# Written request
Every record must be written out once more, with nothing added or omitted.

# Data to process
------------------------------------------------------------

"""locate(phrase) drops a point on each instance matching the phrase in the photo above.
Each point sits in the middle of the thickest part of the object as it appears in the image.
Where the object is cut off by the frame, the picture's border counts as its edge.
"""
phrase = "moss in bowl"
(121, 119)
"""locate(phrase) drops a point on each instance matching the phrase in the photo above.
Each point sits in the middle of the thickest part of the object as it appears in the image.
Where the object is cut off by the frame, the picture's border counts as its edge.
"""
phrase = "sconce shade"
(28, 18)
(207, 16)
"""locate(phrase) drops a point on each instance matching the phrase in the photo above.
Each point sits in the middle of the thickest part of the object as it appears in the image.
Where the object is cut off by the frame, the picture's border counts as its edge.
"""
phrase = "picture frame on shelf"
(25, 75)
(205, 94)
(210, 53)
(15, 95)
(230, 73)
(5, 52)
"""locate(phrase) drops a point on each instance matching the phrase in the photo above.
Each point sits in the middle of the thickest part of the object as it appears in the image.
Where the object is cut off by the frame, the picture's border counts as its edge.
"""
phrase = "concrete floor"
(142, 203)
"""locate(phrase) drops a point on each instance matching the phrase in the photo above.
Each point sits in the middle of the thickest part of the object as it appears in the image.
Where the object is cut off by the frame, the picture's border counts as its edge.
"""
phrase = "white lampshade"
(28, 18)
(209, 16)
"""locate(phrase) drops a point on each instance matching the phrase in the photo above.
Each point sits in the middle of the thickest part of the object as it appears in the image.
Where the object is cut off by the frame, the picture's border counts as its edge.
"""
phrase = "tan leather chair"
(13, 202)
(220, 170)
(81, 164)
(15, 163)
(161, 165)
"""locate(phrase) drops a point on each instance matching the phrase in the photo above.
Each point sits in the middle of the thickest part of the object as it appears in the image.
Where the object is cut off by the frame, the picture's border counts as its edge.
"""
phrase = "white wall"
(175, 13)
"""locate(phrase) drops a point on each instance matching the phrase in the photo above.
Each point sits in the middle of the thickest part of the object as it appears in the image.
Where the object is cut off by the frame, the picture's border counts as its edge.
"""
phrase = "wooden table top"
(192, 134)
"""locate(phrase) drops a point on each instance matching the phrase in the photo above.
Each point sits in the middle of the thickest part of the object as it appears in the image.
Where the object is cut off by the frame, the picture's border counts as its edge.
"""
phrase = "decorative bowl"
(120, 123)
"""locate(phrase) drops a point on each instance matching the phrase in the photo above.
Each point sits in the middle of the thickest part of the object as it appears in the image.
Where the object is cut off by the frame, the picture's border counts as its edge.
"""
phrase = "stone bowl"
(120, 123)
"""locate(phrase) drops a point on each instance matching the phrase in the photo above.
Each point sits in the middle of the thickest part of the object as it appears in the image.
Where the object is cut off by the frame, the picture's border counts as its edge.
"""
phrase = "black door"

------------------------------------------------------------

# Final result
"""locate(phrase) drops a point on each instance matching the phrase in the photo above.
Each point sits in the middle of the thickest part of the object as it appears in the image.
Where the object is cut off by the frame, the picture's border counts as its edge.
"""
phrase = "moss in bowl"
(121, 119)
"""locate(phrase) drops a point on each instance matching the phrase in the photo above.
Each point sits in the middle of the thickest part of the object as it appears in the image.
Where the object is cut off by the frame, the picture's border counts as its edge.
"""
phrase = "sconce shade"
(28, 18)
(207, 16)
"""locate(phrase) drops a point on each instance matching the phrase in the photo above.
Each point sits in the middle of the thickest part of the object as it appears in the image.
Where the object is cut off by the frame, the picture's border counts as its edge.
"""
phrase = "picture frame on shelf"
(25, 75)
(205, 94)
(210, 53)
(15, 95)
(230, 73)
(5, 52)
"""locate(phrase) drops a point on each instance matching the phrase in the photo above.
Each point sits in the middle of the thickest part of the object as it appears in the image.
Where the object is cut off by the frame, the picture's border counts as its edge.
"""
phrase = "concrete floor"
(142, 203)
"""locate(phrase) drops a point on each instance matching the phrase in the photo above.
Each point sits in the middle of the thickest part of the object as it appears in the image.
Where the object is cut off by the frame, the picture's border counts as its edge.
"""
phrase = "white lampshade"
(28, 18)
(209, 16)
"""locate(phrase) drops a point on each instance matching the phrase in the photo above.
Each point sits in the middle of the thickest part of the object as it appears in the image.
Where the object is cut off by the frame, the picture's border counts as its edge.
"""
phrase = "tan leather chair"
(13, 202)
(220, 170)
(81, 164)
(15, 163)
(161, 165)
"""locate(phrase) drops a point on each instance matching the phrase in the photo above.
Each point sits in the middle of the thickest part of the object as it appears in the image.
Where the object is cut off by the frame, the picture's border counts as its edge.
"""
phrase = "white wall"
(175, 13)
"""locate(phrase) drops a point on each instance matching the phrase in the photo above.
Each point sits in the middle of the thickest part of the object as it appears in the image.
Where the object is cut off by the frame, the picture's border counts as its edge.
"""
phrase = "wooden table top"
(192, 134)
"""locate(phrase) drops a point on each instance matching the phrase in the photo above.
Each point sits in the middle of the thickest part of the object as it appears in the image.
Where the object is cut off by the frame, the picture's border counts as its edge.
"""
phrase = "decorative bowl"
(120, 123)
"""locate(phrase) drops a point on each instance matching the phrase in the photo above.
Each point sits in the middle of the thickest part of the object as it appears in the image.
Where the object is cut off by the frame, the picture's border counts as its edge.
"""
phrase = "stone bowl"
(120, 123)
"""locate(phrase) drops a point on each instance matching the phrase in the photo above.
Each point sits in the middle of the thickest part of the object as it appears in the image.
Where the object is cut off by the frame, the picture's border counts as its edge.
"""
phrase = "black door"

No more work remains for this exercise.